[Opening Document section section]

Senate President Vicente Sotto, Honorable Senators of the Committee of the Whole of the Senate, members of the Cabinet, fellow workers in government, friends in media, good afternoon.
Thank you for inviting me to share this report on the Duterte administration’s socioeconomic response to the COVID-19 crisis. The outline of my presentation today are the following:
First, where we were at the end of 2019 or an overview of our economy’s performance prior to the pandemic.
Second, where we are now and our recent projections for the macroeconomic indicators and fiscal program for 2020.
And third, what we have done so far to address the socioeconomic impact of the contagion.
2020 will be a challenging year for the economy, but we are confident of weathering these challenges and recovering with resilience due to President Duterte’s prudent approach to fiscal management.
I thank our Senators for passing historic tax and economic reforms that have kept prices stable and predictable for Filipino consumers, and our financial position strong and steady.
In 2019, our revenues were at 16.1 percent of GDP, the highest rate in 22 years. We have strengthened our revenue flows due to the Tax Reform for Acceleration and Inclusion Law, followed by successive sin tax adjustments.
Until last year, we enjoyed continuously shrinking debt relative to the size of our growing economy at 39.6 percent, the lowest debt-to-GDP ratio since 1986.

[Closing Document section section]
[Opening Records section]

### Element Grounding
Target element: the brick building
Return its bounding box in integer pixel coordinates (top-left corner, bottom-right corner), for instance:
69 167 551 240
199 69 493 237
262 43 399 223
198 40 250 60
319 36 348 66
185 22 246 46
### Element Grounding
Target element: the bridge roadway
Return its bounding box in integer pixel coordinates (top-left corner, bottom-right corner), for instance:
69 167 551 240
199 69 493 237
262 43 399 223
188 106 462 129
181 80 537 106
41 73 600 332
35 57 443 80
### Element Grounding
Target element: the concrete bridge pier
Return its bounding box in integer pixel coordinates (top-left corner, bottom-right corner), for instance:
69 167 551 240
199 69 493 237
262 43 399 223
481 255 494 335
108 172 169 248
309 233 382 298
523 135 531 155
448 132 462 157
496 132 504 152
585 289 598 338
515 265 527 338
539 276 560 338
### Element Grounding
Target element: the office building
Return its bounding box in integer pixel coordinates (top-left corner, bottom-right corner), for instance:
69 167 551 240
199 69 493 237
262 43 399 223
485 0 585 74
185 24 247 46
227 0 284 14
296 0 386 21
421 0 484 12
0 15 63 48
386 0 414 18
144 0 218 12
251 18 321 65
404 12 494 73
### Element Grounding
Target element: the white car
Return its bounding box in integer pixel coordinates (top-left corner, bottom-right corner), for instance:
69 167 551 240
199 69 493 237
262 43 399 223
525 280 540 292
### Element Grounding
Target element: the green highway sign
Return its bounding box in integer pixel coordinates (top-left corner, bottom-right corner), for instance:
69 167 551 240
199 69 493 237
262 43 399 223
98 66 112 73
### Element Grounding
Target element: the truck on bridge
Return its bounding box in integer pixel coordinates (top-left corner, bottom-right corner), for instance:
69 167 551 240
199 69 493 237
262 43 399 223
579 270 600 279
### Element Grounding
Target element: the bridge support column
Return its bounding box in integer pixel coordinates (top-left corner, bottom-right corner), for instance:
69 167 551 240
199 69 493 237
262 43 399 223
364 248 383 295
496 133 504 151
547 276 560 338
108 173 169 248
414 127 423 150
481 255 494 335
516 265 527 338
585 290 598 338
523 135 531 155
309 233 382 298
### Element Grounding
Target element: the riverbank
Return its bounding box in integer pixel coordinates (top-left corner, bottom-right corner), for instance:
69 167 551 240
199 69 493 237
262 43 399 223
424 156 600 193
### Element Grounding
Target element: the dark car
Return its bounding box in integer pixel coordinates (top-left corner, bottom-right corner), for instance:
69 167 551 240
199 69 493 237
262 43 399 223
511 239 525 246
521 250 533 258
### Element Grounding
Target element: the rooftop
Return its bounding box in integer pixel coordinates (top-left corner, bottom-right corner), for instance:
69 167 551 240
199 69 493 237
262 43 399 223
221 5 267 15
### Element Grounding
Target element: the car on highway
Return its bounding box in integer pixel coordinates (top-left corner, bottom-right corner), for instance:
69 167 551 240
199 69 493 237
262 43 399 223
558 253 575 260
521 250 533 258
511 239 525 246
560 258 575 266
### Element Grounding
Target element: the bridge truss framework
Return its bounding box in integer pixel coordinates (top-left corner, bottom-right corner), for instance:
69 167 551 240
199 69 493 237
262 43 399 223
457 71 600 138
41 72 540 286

[Closing Records section]

• Exercises to complete:
**a.** In the speech on the COVID-19 economic response, what share of GDP did revenues reach in 2019?
**b.** Resume the speech on the economic response to COVID-19 from its last sentence.

• Task-by-task outputs:
**a.** 16.1 percent of GDP, the highest rate in 22 years.

**b.**
We received a credit rating upgrade to BBB plus, our highest the country has ever received and only one notch below the A rating territory.
Meanwhile, the Rice tariffication Law has continued to help keep inflation low and stable. The year-to-date inflation rate is now at 2.6 percent, well within our target of 2 percent to 4 percent.
As of March of this year, our gross international reserves grew even larger to 89 billion US Dollars, equivalent to close to 8 months of imports.
On top of these, we achieved just last year the lowest recorded rates of unemployment, which was 5.3%, underemployment of 14.8%, and poverty at 16.6%.
Even amidst the negative impact of COVID-19, the Economist magazine, in their April 30 issue, ranked the Philippines sixth out of 66 selected emerging economies in terms of fiscal strength.
This “saving for a rainy day” approach to economic management has gained for us the trust and confidence of the world’s most respected credit rating agencies and development partners, such as the Asian Development Bank, the World Bank, the Asian Infrastructure Investment Bank, among others, allowing us to borrow money at lower interest rates and longer repayment periods.
The strong demand for our latest global bond issue also demonstrates the resiliency of global investor interest in the Philippine economy despite an environment gripped with pandemic fear.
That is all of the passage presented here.